TASK TO COMPLETE: Pull out each line of the records below that contains the word "distant", and copy those lines unchanged.

PROVIDED DATA:
<<<<

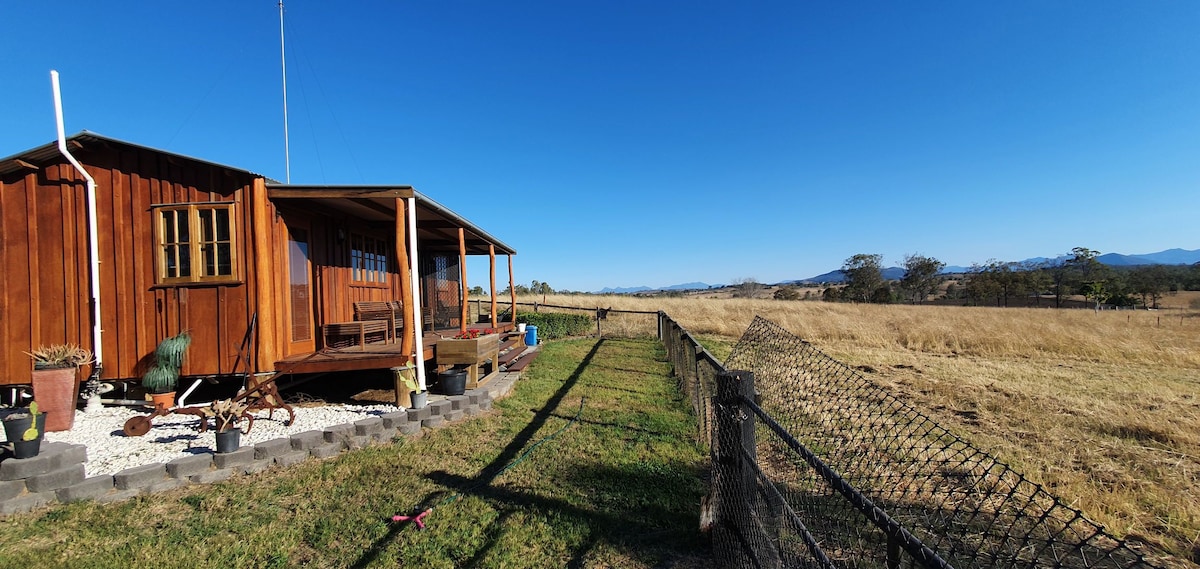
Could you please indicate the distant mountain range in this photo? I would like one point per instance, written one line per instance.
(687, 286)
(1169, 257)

>>>>
<<<<

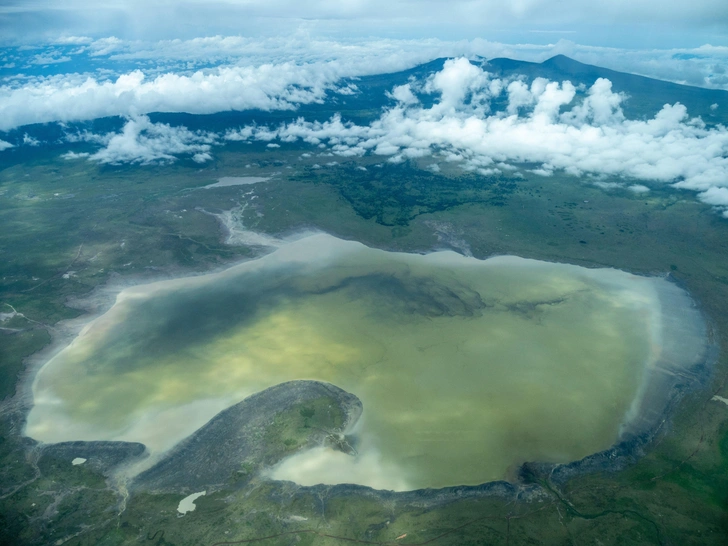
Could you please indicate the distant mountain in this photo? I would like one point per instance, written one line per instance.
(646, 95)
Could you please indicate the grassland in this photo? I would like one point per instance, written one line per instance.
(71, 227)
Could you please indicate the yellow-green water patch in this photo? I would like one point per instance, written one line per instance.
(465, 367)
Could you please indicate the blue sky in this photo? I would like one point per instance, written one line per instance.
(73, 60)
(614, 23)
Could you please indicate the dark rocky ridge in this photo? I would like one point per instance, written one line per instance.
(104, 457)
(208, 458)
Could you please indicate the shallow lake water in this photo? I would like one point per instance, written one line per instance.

>>>>

TASK ANSWER:
Could you please indicate the distant mountain range in this photo? I would like one point per instance, written one line per instance.
Could you please indicate the distant mountain in this photo? I would like one point per instance, written one line per instance.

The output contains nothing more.